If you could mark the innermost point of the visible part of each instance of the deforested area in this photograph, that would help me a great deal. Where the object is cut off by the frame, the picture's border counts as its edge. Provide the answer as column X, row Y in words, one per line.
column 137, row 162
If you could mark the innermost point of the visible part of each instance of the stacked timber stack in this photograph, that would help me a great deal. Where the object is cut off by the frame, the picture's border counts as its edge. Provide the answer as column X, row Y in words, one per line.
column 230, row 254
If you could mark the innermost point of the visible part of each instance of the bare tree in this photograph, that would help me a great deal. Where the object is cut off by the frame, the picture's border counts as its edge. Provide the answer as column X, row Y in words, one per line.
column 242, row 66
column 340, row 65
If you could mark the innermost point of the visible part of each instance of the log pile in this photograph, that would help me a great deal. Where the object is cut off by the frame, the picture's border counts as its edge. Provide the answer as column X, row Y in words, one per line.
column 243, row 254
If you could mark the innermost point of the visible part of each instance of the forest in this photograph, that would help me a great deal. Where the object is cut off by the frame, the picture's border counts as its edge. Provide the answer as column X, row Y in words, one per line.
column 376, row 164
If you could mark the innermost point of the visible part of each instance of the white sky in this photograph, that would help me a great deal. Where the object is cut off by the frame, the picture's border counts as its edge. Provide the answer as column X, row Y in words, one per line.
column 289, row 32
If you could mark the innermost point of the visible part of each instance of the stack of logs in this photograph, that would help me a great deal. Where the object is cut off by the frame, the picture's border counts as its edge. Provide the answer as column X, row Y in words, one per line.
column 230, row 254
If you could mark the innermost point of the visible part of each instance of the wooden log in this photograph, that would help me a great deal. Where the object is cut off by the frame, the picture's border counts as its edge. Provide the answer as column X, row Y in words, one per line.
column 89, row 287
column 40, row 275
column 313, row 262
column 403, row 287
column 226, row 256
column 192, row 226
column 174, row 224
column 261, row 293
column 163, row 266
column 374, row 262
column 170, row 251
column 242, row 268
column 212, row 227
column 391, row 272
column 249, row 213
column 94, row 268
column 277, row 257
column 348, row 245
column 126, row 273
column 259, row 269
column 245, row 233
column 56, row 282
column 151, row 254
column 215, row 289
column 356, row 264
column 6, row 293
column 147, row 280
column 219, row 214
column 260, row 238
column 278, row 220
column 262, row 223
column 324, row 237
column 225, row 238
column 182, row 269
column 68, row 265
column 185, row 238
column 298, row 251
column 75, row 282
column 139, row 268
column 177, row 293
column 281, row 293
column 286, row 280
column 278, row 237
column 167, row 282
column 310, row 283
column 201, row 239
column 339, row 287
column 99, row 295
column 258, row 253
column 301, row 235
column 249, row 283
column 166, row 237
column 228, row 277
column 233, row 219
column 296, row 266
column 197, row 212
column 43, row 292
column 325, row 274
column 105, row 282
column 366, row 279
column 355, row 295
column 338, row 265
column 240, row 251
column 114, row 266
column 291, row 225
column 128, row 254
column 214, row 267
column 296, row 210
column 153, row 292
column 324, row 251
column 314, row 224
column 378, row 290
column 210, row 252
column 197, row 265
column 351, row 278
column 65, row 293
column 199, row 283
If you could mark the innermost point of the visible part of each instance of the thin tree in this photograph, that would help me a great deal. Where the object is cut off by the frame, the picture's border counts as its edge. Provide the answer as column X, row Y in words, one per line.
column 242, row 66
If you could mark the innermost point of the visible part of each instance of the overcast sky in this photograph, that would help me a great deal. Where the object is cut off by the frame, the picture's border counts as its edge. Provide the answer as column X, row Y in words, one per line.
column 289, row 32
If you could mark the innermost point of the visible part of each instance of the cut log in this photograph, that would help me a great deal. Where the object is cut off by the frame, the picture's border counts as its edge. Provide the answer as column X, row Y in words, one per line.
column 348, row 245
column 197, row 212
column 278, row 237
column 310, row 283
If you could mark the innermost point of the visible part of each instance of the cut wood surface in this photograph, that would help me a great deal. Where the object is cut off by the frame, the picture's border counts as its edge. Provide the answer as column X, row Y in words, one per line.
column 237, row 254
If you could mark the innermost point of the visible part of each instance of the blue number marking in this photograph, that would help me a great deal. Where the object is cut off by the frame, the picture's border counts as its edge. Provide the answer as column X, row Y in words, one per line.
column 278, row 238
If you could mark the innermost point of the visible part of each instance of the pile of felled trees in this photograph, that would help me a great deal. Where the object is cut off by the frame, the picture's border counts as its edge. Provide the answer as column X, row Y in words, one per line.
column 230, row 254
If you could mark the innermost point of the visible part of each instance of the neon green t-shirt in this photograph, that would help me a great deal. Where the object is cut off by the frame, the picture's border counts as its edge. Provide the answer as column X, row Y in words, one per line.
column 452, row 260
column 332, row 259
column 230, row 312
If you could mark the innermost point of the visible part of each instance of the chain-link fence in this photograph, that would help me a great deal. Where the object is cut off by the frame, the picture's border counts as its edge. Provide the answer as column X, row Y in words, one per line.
++++
Work task: Line by line, transcribe all of the records exactly.

Your response:
If you could mark the innermost point of the visible part of each instance of the deforested area in this photograph, that would help me a great deal. Where the object is cut off by the frame, the picture's border counts as its edge. Provide the answer as column X, row Y in words, one per line.
column 137, row 162
If you could mark the innermost point of the visible part of each instance of the stacked timber stack in this photograph, that would help me a great deal. Where the object is cut off by the frame, the picture's border counts as its edge. Provide the answer as column X, row Y in words, one per line.
column 230, row 254
If you could mark the innermost point of the visible part of each instance of the bare tree in this photograph, that would help me a great deal. Where the object is cut off by the frame, the picture's border counts as its edge. Provide the answer as column X, row Y in words, one per line.
column 242, row 66
column 340, row 65
If you could mark the innermost point of the visible part of each instance of the log pile in this photograph, that would help me a great deal. Where the object is cut off by the frame, the picture's border counts as its edge. Provide the answer as column X, row Y in words, one per line.
column 243, row 254
If you could mark the innermost point of the visible part of each instance of the forest in this photograph, that would help me a great deal. Where the object is cut off by the frame, the picture's border counts as its edge. Provide the answer as column X, row Y in words, one per line.
column 376, row 164
If you could mark the innermost point of the visible part of each instance of the white sky in this photograph, that would help me a great deal. Where the object is cut off by the frame, the picture's border counts as its edge. Provide the answer as column X, row Y in words, one per line.
column 289, row 32
If you could mark the innermost point of the visible part of each instance of the stack of logs in this photograph, that would help me a great deal. Where the object is cut off by the frame, the picture's border counts as its edge. Provide the answer as column X, row Y in words, one per line.
column 230, row 254
If you could mark the innermost point of the visible part of each instance of the wooden log in this photograph, that would help me a great deal. Where the object is cut off by the frame, the picture's border counts as its edge. Provide the answer as column X, row Y in words, one per line.
column 89, row 287
column 40, row 275
column 313, row 262
column 403, row 287
column 226, row 256
column 192, row 226
column 174, row 224
column 261, row 293
column 163, row 266
column 374, row 262
column 170, row 251
column 242, row 268
column 212, row 227
column 391, row 272
column 249, row 213
column 94, row 268
column 277, row 257
column 348, row 245
column 126, row 273
column 259, row 269
column 245, row 233
column 56, row 282
column 151, row 254
column 215, row 289
column 356, row 264
column 6, row 293
column 147, row 280
column 219, row 214
column 260, row 238
column 278, row 220
column 262, row 223
column 324, row 237
column 225, row 238
column 182, row 269
column 68, row 265
column 185, row 238
column 298, row 251
column 75, row 282
column 139, row 268
column 177, row 293
column 281, row 293
column 286, row 280
column 278, row 237
column 167, row 282
column 310, row 283
column 201, row 239
column 339, row 287
column 99, row 295
column 258, row 253
column 301, row 235
column 249, row 283
column 166, row 237
column 228, row 277
column 233, row 219
column 296, row 266
column 197, row 212
column 43, row 292
column 325, row 274
column 105, row 282
column 366, row 279
column 355, row 295
column 338, row 265
column 240, row 251
column 114, row 266
column 291, row 225
column 128, row 254
column 214, row 267
column 296, row 210
column 153, row 292
column 324, row 251
column 314, row 224
column 378, row 290
column 210, row 252
column 197, row 265
column 351, row 278
column 65, row 293
column 199, row 283
If you could mark the innermost point of the visible part of each instance of the thin tree in this photograph, that would help me a great deal. Where the object is cut off by the frame, the picture's border counts as its edge. Provide the answer as column X, row Y in words, one per line.
column 242, row 66
If you could mark the innermost point of the visible part of each instance of the overcast sky in this photograph, that would help me a great deal. Where the object is cut off by the frame, the picture's border counts as its edge. Provide the answer as column X, row Y in words, one per line.
column 289, row 32
If you could mark the innermost point of the visible part of each instance of the cut log in this photograph, that would help me a great deal. Where the object is cut off by the frame, the picture's border counts as its edge. Provide the answer as column X, row Y in words, one per line.
column 348, row 245
column 197, row 212
column 278, row 237
column 310, row 283
If you could mark the innermost point of the visible part of each instance of the cut wood surface in this photograph, that would help me a great deal. Where the object is cut off by the frame, the picture's border counts as its edge. Provide the answer as column X, row Y in words, one per line.
column 237, row 254
If you could mark the innermost point of the visible part of each instance of the blue number marking in this photograph, that would help me a great deal. Where the object is cut off by the frame, the picture's border counts as its edge. Provide the answer as column X, row Y in words, one per line.
column 278, row 238
If you could mark the innermost point of the visible part of each instance of the pile of felled trees in this photograph, that would help me a great deal. Where the object is cut off by the frame, the picture's border counts as its edge. Provide the answer as column X, row Y in words, one per line.
column 230, row 254
If you could mark the innermost point of the visible part of each instance of the neon green t-shirt in this photograph, that would help me a great deal. Where the object is cut off by the frame, the picture's border counts as its edge. Provide the answer as column X, row Y in words, one per line.
column 452, row 260
column 332, row 259
column 230, row 312
If you could mark the innermost point of the visible part of each instance of the chain-link fence in this photograph, that would help me a great deal. Where the object is cut off by the frame, the picture's border counts as its edge. Provide the answer as column X, row Y in words, one per line.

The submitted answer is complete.